:: PROBLEM TO WORK ON ::
Repeat only the lines below from the one containing "Q: Locate the small log" through the one containing "Q: Locate the handbag", inclusive, exactly as written.

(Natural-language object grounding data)
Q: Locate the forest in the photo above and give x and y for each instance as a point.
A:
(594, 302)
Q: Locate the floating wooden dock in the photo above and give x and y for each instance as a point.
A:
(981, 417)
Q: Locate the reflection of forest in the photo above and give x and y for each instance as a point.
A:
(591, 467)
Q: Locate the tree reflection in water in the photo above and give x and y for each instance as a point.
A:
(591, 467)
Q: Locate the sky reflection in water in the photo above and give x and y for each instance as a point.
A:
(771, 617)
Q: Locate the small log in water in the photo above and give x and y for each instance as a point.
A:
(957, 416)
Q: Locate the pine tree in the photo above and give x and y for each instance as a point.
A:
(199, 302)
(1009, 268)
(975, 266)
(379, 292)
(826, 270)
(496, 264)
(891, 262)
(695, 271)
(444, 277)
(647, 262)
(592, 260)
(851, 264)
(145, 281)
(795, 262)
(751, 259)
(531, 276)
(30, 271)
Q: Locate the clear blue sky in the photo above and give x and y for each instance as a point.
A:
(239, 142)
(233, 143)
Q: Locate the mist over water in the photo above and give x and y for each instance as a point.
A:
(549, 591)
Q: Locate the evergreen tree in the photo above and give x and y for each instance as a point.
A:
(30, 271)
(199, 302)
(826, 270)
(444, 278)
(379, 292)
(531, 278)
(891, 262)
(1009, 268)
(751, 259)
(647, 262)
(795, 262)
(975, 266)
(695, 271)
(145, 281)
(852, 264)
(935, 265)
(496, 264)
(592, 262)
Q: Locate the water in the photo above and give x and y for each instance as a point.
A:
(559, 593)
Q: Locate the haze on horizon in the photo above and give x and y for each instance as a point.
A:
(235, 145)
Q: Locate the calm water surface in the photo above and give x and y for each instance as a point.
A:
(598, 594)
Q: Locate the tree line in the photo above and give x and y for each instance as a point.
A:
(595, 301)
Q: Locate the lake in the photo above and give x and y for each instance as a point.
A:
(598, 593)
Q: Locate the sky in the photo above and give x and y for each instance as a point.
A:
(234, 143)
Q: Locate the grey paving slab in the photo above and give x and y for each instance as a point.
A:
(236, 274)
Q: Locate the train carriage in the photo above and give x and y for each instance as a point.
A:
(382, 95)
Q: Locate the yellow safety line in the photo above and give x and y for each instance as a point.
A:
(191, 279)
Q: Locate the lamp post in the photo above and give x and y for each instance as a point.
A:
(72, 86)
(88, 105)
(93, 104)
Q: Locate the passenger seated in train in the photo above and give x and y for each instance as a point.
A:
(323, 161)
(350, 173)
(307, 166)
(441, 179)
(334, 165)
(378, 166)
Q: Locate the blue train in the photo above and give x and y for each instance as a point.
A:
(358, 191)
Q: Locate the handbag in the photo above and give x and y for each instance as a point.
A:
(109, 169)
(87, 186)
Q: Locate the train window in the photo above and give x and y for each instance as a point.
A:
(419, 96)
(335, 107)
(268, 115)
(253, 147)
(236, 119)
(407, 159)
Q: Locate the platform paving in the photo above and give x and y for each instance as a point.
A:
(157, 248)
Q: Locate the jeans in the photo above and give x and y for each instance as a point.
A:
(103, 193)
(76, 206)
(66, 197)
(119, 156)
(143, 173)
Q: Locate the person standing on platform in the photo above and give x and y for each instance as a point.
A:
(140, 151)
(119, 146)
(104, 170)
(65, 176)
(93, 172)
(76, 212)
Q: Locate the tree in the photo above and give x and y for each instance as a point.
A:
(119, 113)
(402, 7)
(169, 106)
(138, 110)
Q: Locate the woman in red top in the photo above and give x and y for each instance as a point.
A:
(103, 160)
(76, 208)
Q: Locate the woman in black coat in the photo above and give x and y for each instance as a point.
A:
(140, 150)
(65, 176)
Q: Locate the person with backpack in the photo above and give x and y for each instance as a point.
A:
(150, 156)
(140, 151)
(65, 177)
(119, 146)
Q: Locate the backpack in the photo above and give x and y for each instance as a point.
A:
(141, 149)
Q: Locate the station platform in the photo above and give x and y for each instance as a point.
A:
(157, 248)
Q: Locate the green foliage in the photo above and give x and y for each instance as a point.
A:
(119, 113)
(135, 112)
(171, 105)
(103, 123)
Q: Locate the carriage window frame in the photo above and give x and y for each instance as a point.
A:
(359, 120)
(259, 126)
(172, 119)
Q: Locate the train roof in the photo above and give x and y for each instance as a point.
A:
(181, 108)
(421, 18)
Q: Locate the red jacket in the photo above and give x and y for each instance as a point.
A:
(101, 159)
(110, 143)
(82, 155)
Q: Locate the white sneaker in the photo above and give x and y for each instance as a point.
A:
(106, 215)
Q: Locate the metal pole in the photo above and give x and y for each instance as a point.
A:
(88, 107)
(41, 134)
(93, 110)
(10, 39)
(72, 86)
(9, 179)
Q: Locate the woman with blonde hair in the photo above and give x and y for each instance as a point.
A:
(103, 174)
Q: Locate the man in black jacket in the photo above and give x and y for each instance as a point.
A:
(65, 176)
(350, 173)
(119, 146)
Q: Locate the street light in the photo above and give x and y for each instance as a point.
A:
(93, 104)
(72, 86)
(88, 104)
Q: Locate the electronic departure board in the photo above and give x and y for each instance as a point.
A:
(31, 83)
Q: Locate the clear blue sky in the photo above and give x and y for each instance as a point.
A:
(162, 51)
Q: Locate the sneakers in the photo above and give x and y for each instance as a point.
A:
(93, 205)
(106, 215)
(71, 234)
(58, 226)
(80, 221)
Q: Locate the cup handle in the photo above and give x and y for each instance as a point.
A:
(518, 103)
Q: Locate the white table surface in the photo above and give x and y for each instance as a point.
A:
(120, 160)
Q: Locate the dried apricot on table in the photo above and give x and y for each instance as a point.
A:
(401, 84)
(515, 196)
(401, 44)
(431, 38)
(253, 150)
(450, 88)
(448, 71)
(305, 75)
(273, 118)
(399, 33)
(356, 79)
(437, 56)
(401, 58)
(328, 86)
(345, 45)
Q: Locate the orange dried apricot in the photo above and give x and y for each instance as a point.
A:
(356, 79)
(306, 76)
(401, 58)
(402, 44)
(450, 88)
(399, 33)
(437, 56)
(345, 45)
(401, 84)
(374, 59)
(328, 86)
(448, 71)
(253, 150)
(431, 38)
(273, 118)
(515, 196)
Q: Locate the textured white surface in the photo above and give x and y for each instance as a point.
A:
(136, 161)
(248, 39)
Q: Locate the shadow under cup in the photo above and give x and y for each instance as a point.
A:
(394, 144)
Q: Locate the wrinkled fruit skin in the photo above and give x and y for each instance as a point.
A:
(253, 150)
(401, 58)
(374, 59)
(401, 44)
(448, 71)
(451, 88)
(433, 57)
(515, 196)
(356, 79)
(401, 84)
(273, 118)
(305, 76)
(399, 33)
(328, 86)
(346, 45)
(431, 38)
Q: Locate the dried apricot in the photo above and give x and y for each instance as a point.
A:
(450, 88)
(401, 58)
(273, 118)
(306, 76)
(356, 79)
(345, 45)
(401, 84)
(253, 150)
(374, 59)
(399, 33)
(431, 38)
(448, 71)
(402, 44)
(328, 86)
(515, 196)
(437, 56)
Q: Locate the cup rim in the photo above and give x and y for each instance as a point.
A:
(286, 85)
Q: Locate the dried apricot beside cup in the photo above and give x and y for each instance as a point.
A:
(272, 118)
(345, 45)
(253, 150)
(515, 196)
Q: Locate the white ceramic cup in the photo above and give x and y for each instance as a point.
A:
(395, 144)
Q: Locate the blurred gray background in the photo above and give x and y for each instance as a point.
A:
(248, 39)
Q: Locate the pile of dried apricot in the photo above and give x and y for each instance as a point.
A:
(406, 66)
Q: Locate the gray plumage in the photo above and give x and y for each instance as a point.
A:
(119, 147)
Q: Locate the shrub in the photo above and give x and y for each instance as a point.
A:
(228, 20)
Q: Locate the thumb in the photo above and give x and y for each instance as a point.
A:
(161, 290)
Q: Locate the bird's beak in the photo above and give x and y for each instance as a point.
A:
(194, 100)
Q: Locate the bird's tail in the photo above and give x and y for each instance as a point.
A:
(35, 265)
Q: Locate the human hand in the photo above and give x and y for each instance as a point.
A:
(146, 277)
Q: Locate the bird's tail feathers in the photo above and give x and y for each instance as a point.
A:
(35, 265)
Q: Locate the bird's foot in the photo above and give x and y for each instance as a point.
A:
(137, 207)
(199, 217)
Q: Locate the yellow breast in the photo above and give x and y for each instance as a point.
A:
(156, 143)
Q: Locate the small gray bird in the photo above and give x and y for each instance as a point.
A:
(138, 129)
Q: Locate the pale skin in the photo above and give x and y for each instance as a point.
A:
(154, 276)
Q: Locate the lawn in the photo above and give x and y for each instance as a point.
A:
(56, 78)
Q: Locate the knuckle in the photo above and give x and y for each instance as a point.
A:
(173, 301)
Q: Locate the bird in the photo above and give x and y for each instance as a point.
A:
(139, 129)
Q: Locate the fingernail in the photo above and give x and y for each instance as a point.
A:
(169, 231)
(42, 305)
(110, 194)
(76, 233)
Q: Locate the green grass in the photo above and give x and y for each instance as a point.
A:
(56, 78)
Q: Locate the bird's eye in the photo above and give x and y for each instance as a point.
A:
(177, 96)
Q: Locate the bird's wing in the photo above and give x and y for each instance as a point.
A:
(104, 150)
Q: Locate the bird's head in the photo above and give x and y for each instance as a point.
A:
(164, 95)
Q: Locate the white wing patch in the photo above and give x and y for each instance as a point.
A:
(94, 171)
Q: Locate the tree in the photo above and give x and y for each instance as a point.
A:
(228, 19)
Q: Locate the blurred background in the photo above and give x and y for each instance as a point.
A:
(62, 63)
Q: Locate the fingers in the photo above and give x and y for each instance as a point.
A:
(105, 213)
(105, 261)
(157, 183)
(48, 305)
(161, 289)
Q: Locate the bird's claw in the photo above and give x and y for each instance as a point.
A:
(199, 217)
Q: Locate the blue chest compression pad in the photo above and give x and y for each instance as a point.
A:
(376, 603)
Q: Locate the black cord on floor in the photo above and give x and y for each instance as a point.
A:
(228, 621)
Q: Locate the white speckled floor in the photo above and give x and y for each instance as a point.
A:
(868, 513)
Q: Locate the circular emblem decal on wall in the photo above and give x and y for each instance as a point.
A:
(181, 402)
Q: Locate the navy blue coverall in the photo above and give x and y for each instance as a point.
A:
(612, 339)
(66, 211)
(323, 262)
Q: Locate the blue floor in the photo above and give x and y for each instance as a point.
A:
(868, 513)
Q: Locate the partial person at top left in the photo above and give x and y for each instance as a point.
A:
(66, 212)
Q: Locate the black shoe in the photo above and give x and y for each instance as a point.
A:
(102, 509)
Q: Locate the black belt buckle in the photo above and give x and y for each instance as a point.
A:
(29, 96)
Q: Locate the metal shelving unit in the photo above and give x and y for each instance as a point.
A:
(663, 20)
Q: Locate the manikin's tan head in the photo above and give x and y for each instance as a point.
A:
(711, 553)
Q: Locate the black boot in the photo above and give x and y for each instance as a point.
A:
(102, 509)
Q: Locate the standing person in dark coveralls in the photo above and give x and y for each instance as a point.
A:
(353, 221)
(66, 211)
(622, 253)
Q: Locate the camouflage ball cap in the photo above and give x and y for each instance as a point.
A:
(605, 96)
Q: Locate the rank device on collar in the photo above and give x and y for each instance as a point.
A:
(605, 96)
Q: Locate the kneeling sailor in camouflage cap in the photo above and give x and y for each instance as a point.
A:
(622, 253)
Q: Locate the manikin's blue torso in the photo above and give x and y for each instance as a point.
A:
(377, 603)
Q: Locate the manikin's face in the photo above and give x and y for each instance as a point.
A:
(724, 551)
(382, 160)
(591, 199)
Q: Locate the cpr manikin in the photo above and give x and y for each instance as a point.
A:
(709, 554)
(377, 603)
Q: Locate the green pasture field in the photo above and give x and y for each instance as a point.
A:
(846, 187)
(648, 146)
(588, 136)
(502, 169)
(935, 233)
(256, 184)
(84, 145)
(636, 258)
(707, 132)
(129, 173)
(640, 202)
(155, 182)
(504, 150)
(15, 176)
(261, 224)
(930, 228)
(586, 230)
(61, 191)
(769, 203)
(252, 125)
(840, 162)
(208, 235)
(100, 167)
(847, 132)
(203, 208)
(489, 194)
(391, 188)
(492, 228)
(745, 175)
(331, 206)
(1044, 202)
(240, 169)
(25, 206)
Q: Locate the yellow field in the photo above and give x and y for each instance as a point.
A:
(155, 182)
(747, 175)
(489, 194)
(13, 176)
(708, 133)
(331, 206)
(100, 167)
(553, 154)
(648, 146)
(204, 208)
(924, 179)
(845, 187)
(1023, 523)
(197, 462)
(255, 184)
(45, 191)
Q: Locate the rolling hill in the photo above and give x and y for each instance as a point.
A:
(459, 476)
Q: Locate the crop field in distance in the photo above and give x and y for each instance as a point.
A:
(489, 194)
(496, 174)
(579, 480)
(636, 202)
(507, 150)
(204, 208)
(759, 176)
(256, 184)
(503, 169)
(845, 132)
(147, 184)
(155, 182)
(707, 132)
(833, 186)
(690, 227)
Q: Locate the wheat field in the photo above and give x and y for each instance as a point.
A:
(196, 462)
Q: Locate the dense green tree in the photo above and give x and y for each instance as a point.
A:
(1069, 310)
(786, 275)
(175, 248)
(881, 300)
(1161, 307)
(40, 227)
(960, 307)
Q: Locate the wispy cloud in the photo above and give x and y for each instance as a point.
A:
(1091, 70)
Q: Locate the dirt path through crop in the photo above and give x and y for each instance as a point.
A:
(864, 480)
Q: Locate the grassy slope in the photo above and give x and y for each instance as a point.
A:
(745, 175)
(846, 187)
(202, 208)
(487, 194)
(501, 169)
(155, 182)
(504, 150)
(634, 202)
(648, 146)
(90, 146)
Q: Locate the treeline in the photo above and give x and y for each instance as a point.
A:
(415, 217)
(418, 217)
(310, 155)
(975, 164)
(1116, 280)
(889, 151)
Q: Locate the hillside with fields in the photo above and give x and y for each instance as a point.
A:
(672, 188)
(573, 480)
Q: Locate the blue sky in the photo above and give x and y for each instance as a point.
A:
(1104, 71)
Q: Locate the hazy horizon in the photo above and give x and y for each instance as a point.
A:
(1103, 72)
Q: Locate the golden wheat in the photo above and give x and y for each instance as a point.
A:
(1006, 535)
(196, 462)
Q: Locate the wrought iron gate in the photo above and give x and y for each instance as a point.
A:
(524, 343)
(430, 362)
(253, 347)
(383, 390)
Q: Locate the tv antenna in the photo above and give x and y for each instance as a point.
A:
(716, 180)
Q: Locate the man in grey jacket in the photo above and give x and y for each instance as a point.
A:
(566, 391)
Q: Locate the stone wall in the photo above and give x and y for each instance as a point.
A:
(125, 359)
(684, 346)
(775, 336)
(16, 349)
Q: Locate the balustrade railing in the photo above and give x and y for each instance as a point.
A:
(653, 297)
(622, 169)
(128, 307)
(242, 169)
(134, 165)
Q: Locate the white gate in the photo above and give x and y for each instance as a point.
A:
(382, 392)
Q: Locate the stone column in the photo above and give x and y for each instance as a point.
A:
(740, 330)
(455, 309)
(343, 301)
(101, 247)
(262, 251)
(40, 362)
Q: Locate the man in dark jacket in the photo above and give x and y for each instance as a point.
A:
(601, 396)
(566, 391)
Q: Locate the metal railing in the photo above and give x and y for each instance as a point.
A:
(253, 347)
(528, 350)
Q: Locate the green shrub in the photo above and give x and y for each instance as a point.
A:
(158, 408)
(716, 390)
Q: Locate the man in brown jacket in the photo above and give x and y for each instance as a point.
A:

:: ANSWER FOR THIS EXERCISE ::
Q: Locate the small log in water in the photo above and give x and y for each instance as a point.
A:
(957, 416)
Q: Locate the pine tree in the photo above and give x and y for each instance as a point.
A:
(199, 302)
(1009, 268)
(975, 266)
(379, 292)
(826, 270)
(496, 264)
(891, 262)
(695, 271)
(444, 277)
(647, 262)
(592, 260)
(851, 264)
(145, 281)
(795, 262)
(751, 259)
(531, 276)
(30, 271)
Q: Locate the clear blue sky in the photo above and give x and y for each instance as a point.
A:
(239, 142)
(233, 143)
Q: Locate the mist over water in the photo above and give x and y for each instance as a point.
A:
(549, 591)
Q: Locate the evergreen tree in the photo above and give x and y for each instance as a point.
A:
(30, 271)
(199, 302)
(826, 270)
(444, 278)
(379, 292)
(531, 278)
(891, 262)
(1009, 268)
(751, 259)
(647, 262)
(795, 262)
(975, 266)
(695, 271)
(145, 281)
(852, 264)
(935, 265)
(496, 264)
(592, 262)
Q: Locate the water in the photo above and give x and y for each instance as a point.
A:
(559, 593)
Q: Locate the haze on horizon in the photo above and give x and y for each instance as a point.
A:
(235, 145)
Q: Locate the calm water surface in the photo above and give x and y for each instance as a point.
A:
(598, 594)
Q: Locate the tree line in the photo above and give x and y for each instance as a point.
A:
(595, 301)
Q: Locate the lake in the photo above and give x and y for each instance as a point.
A:
(598, 593)
Q: Locate the sky in the photo above and give x and y for each instance as a point.
A:
(234, 143)
Q: Locate the grey paving slab in the photo above and give x and y for each instance as a point.
A:
(236, 274)
Q: Locate the train carriage in the photo above and give x and y for each instance as a point.
A:
(382, 95)
Q: Locate the yellow safety line in the photo above and give x and y for each instance as a point.
A:
(191, 279)
Q: Locate the lamp post in the photo above and give x and y for each instance as a point.
A:
(72, 86)
(88, 105)
(93, 104)
Q: Locate the passenger seated in train in the photo above and give x and y for each instance as a point.
A:
(323, 161)
(350, 173)
(307, 166)
(441, 179)
(334, 165)
(378, 166)
Q: Locate the blue train in the photo above and give x and y for each instance as a point.
A:
(358, 191)
Q: Locate the handbag in the photo above and give x and y for each instance as a point.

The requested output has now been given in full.